About this task
Resume the passage on kegging home brew and force-carbonating it, picking up after its last sentence.

Provided passage
So a few things to take in to consideration..

1) Do you have room in your fridge, or a spare fridge? I only have one fridge, but its a big fridge and I live by myself, so the keg fits in easily after removing a shelf. The keg is roughly 18cm wide, and 28 cm tall. With the tap on, ready to serve it’s around 40cm tall ( pictured with the tap turned sideways to cut down on height)

2) What sort of beer are you brewing? From research I’ve done high alcoholic beers and dark beers such as Stouts and Porters will improve with age, and therefore better bottled. You can also keg age such beers, but for me, that defeats the purpose of why I purchased my keg- forced carbonation!

Forced carbonation is the process (as the name suggests) of forcing CO2 into your beer, usually over a short period of time. I’ve found it very simple and cheap to do especially with soda stream gas.

So why go to the trouble? Well, no need to bottle, all you beer straight into the keg. And you’ll be drinking your beer a lot sooner, 48-72 hours later to be exact, instead of waiting 30+ days for bottle conditioning, that was the selling point for me! The other thing I’ve noticed with force carbonating is the carbonation and head on the beer is better than anything I’ve bottled so far, but I think that’s to be expected. Think when you’ve had one of your favorite beers on tap at the pub vs out of the bottle, if the beer is well poured and the pub keep their lines clean, on tap would always be the winner right?

Supplied material
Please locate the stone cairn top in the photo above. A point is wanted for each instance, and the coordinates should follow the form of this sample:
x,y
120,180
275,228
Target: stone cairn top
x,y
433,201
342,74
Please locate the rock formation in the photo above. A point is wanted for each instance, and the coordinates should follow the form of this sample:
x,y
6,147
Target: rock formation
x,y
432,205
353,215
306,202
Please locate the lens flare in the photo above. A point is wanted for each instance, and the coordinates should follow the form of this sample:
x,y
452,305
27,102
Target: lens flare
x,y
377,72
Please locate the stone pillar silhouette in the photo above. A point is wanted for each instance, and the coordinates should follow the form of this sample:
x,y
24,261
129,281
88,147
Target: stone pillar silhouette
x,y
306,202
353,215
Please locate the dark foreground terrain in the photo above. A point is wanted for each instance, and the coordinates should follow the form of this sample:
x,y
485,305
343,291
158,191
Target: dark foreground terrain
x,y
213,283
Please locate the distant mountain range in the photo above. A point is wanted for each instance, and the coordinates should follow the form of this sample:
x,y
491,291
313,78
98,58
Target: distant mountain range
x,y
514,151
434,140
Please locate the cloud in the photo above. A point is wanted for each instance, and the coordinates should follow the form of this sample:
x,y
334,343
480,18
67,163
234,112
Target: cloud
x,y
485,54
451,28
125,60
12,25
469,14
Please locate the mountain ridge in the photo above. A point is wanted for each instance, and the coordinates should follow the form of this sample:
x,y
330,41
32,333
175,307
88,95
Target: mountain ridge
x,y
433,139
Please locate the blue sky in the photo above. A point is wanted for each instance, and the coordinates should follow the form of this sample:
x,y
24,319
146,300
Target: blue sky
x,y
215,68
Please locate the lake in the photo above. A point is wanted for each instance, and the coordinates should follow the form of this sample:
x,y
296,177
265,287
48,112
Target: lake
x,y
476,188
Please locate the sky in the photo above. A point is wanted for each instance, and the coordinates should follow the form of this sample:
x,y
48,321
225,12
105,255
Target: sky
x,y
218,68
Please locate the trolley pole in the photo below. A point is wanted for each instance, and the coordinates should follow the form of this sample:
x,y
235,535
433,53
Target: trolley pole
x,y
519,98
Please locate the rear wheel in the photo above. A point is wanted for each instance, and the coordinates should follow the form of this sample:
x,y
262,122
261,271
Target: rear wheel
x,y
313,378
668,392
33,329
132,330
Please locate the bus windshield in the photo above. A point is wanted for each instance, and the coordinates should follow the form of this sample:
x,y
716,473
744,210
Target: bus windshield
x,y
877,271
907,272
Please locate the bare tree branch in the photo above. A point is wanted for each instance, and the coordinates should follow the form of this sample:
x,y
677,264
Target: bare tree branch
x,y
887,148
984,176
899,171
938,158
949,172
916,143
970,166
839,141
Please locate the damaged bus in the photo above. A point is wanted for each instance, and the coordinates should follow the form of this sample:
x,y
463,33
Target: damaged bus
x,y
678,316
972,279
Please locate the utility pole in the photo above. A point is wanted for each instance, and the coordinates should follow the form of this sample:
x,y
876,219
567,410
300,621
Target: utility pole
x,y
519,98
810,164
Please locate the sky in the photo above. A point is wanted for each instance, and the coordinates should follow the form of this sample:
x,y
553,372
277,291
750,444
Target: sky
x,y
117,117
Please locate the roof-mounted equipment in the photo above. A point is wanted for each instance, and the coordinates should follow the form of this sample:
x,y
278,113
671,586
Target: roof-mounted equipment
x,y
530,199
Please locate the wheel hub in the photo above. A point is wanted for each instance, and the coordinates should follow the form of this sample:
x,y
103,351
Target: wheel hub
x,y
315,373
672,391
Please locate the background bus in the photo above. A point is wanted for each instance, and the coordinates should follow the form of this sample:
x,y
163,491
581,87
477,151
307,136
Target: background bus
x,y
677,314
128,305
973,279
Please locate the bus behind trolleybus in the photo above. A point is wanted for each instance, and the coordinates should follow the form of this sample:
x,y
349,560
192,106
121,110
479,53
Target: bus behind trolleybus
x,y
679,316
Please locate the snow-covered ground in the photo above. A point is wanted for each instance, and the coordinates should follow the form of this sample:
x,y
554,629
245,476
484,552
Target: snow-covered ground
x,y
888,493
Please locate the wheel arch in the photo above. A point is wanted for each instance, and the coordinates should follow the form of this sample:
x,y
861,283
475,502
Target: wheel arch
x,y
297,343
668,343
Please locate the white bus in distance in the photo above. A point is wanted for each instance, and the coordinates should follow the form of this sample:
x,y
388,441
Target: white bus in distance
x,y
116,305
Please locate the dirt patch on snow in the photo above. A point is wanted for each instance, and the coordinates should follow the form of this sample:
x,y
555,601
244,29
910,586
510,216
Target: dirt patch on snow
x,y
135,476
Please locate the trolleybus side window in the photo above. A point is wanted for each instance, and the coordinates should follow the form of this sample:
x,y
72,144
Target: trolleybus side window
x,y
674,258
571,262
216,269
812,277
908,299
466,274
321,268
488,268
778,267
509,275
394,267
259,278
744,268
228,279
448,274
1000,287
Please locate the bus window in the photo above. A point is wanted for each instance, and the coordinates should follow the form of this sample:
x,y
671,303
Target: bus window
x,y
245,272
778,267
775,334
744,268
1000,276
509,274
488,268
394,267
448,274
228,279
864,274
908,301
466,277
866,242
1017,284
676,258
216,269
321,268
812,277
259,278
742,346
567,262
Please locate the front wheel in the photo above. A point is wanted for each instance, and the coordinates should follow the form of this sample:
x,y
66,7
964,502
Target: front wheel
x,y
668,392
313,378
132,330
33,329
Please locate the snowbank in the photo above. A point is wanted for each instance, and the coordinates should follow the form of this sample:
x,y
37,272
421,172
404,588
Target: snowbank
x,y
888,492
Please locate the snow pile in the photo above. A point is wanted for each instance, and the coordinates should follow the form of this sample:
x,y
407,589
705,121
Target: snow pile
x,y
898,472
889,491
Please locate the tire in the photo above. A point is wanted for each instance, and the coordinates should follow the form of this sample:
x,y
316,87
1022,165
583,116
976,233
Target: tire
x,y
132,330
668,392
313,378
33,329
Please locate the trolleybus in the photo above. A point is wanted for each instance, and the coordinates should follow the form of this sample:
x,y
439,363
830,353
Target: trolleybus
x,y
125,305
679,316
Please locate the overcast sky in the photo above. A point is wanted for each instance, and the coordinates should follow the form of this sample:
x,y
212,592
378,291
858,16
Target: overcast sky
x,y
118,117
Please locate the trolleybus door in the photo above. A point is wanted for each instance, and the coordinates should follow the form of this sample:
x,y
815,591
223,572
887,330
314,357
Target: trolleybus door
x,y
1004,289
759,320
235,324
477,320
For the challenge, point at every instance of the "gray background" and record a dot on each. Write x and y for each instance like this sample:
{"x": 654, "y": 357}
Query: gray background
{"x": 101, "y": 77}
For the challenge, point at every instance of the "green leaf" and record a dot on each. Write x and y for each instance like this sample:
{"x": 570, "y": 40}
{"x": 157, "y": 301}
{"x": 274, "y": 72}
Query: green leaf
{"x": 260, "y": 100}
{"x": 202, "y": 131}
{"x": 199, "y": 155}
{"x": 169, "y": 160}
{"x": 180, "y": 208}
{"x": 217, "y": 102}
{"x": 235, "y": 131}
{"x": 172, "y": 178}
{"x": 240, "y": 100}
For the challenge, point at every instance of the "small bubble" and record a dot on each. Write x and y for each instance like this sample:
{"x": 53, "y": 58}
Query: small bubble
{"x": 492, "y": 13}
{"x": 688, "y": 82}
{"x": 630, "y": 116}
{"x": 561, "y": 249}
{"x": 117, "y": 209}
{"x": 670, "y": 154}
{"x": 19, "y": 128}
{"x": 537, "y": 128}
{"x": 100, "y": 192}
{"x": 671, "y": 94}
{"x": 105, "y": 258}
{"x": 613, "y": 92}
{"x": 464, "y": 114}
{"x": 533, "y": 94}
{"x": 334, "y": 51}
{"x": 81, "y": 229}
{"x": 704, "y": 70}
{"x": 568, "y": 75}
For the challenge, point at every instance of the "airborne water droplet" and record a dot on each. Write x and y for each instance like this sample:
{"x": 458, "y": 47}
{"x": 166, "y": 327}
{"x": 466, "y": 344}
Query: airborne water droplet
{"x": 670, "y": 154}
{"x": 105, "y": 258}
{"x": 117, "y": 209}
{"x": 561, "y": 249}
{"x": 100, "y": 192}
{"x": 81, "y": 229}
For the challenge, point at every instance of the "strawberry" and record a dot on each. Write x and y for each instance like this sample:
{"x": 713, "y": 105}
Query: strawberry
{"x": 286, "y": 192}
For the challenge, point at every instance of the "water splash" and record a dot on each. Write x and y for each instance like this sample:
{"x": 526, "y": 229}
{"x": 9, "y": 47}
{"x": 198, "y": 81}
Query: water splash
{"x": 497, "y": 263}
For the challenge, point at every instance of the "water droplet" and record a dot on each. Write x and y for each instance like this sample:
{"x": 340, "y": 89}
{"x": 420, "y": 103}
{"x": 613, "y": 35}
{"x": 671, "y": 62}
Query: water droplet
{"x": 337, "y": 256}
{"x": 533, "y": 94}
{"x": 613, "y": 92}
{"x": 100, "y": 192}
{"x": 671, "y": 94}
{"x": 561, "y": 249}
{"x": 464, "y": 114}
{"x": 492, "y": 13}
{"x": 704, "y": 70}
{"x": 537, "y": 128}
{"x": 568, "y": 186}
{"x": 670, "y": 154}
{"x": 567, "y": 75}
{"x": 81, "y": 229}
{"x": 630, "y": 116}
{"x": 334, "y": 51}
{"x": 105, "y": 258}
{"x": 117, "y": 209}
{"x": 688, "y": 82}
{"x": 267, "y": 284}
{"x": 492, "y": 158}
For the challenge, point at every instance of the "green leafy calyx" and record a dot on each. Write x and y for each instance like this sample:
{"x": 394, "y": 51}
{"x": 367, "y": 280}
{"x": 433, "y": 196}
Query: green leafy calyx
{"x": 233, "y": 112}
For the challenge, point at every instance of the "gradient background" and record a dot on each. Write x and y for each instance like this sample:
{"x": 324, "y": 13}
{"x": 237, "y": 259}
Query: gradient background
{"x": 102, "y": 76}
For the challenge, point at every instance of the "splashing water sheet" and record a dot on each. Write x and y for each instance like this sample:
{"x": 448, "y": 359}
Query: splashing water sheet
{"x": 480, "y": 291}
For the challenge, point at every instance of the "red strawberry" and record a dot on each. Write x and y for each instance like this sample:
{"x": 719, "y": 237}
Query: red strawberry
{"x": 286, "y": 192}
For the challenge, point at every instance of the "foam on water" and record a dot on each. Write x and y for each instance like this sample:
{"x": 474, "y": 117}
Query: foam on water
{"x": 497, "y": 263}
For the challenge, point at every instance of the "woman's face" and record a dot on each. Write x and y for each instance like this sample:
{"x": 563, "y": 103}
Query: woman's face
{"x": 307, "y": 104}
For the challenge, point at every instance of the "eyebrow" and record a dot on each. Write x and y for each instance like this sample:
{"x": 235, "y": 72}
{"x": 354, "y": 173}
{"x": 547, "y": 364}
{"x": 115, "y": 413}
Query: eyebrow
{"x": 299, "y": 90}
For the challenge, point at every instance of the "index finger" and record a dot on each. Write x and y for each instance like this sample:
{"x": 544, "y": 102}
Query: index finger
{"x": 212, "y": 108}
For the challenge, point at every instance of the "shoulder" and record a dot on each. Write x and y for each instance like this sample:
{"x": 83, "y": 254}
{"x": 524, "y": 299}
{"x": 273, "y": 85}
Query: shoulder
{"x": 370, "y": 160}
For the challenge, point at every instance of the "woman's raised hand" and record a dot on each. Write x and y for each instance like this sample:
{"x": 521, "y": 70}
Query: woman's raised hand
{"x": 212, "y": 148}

Output for this task
Above is a keg set up for forced carbonation, once set up it’s as simple as turning the knob on the regulator (the gauge on top of the Soda Stream bottle) to 20-25 psi, it may drop a few psi over 24 hours, simply adjust again. The beer and keg should be chilled before and during force carbonation, as the beer absorbs the CO2 more easily at lower temperature. When serving, sometimes the beer will be too foamy, but easily fixed. Turn the gas off, burp the keg (let out all the gas by pulling on the key ring type attachment) then turn the gas back on slowly until the pour is to your liking.

For anyone like me that thought kegging seemed a little dangerous, with just the tiniest bit of common sense I think it’s safer than bottling. It would take a real purposeful effort to blow up a keg, bottles on the other hand can be more tedious and unpredictable.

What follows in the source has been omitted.